(Stored data entries)
= Beginning of Section =

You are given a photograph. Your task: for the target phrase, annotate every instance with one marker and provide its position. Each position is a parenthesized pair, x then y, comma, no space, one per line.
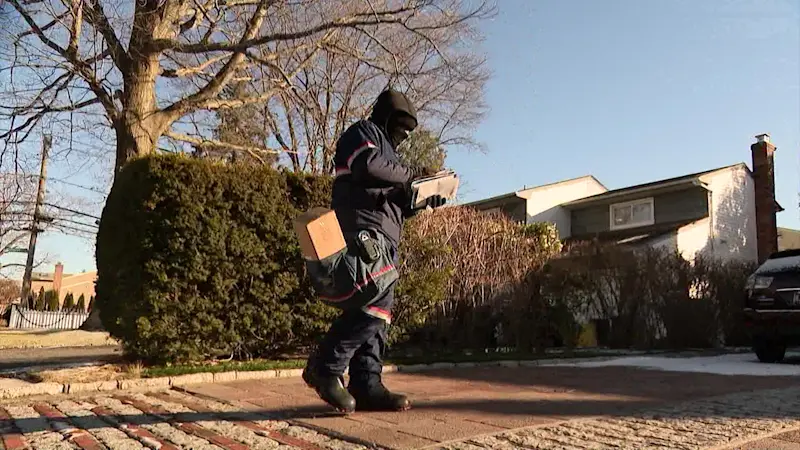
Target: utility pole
(26,280)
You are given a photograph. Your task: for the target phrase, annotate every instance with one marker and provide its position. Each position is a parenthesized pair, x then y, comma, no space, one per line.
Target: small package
(444,184)
(319,234)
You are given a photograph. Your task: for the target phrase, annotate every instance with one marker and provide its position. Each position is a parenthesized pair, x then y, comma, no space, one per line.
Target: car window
(789,263)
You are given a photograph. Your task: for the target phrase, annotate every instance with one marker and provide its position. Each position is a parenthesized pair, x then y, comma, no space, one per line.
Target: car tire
(769,350)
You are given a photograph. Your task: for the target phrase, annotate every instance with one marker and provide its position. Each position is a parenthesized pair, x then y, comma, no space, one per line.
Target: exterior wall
(81,283)
(670,207)
(693,239)
(733,214)
(788,239)
(77,284)
(543,202)
(513,207)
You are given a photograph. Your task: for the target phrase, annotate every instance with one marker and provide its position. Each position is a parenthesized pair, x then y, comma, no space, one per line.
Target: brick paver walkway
(473,409)
(454,405)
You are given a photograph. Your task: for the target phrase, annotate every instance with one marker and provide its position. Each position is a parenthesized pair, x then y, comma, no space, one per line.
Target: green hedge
(198,260)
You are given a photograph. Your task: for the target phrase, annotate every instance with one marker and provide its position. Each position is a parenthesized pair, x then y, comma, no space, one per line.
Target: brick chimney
(58,274)
(764,180)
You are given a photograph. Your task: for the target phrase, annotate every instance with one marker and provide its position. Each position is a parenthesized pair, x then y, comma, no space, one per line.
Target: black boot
(330,389)
(375,397)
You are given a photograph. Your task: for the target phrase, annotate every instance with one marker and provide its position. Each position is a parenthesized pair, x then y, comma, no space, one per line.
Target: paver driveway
(489,407)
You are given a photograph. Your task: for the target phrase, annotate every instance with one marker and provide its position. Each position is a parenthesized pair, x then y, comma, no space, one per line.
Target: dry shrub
(459,270)
(653,297)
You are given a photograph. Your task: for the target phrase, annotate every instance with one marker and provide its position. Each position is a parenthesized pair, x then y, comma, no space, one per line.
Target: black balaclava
(395,115)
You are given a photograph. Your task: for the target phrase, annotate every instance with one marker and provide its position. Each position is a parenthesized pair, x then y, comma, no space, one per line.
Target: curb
(162,383)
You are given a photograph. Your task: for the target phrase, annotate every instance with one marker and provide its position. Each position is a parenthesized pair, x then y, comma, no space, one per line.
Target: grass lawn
(53,338)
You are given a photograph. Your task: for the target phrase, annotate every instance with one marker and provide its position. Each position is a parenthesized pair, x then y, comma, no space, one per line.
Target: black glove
(422,172)
(435,201)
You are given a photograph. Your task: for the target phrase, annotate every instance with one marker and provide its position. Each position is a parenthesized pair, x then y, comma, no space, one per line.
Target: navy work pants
(357,338)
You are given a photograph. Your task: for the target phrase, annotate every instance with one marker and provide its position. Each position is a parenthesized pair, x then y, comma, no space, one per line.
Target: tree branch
(98,19)
(215,86)
(356,20)
(81,68)
(254,151)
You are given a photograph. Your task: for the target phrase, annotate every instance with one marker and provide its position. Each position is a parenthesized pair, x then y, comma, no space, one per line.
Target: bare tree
(153,69)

= End of Section =

Exclude the images and reproduce the remaining data exactly.

You are given a photograph. Your task: for the target phrase, annotate every instance with one marker and provide its position. Each position is a parenthesized pair, x then y, comma, no space, one per line.
Target: utility pole
(26,280)
You are given a photograph. Your task: for the target phrase, annotate every instance with one marker and provide its position. Each position is a parenthesized pair, x then y, comma, no space, one per line.
Target: small package
(444,184)
(319,234)
You are given a photograph. Your task: for the target phrase, annotate every instance with one marker and provide its position. Each position is a parenthesized pair, x then y, comma, no space, one per line.
Target: car window
(789,263)
You are given a photograph. Your task: for the target phrase, annotate every instance with one marker and provide its position. Each position is a parenthesized pair, x then y, comma, no space, one per line.
Target: car tire
(769,350)
You are given a photograph. Your task: for the target phrase, annotate every instance with one marker and provide its position. Each position is a parenthesized pair, x then y, comma, no space, one per line.
Target: exterior wall
(81,283)
(670,207)
(693,239)
(733,214)
(788,239)
(77,284)
(543,202)
(513,207)
You are given a photograph. Your task: for the target phrase, annotate every instance with one marker and provide its position. Each position is a parenthesized pair, x then y, comma, no space, one per line.
Target: brick paver walkway
(473,409)
(454,405)
You are given a photograph. Your task: for the target phrase, annotate every instance with one marker and provide its position. Each position is a parenthesized pair, x then y, comma, no space, one per line.
Target: green hedge
(198,260)
You are given a photograph. Your task: for the target phrase, annotate every instance with one marker and provide its position. Each position is a parenthesized pair, x then y, comma, no space, one per line.
Target: brick chimney
(58,274)
(764,180)
You are given a photograph. Your task: for the target phrase, annotate every instance with one marker and provide its position. Each position is a parenthesized pair, x then y, comma, no space, one per line.
Target: black boot
(330,389)
(375,397)
You are given a photograph. Your task: for the target phrase, annotate every instance with one marker and provide its position. Each position is a parenthesized pair, x then y, comma, no space, one per line.
Target: paver driveway
(489,407)
You are given a photograph. Your task: for the target phrase, annotate every instance with one marker and provide its position. Each position is a parenthesized pair, x then y, comma, no space, one per line.
Target: dry shrub
(459,270)
(653,297)
You are given a photograph. Your task: for the target phrase, annotate every instance with one marker and provide its position. Each position is a parenthesized pair, x then y, comma, no space, one per line.
Target: black balaclava
(395,115)
You are given a photograph. Your task: for the target phrase, annotate every instance with one marker and provide its position. Each position is a parenthesized pair, x then y, comma, no space, one per line.
Target: curb
(162,383)
You are given a photograph. Your task: for the target phrase, annotate every instance with one marker and provide its position. Each position is a parenthesized pair, x then y, comma, no space, one per line.
Target: grass lawn
(53,338)
You are given a photograph. Your task: for the target phrase, annotate every instance with one marker and provide its position. Each position is a parenthesized pair, x then y, comma, no space, one per line.
Target: black glove
(422,172)
(435,201)
You are given a photograph. Your task: for the target phrase, annotate every instance with one marker and provide its position. Each position is a parenthesized pair, x then y, comma, no space, one per line.
Target: navy work pants
(357,338)
You are given a photograph. Your task: for the target phrase, annotate every instance with one marker and provide its position. Each position is a parenthesized pair, x then y, comma, no space, one per line.
Target: tree branch
(98,19)
(215,86)
(356,20)
(81,68)
(254,151)
You are given a photograph. Your task: for the target phrase, annotate every instance with one marker and provide its position. Each position is a parenthesized pair, x then y, comma, no space, one per line.
Target: bare tree
(153,69)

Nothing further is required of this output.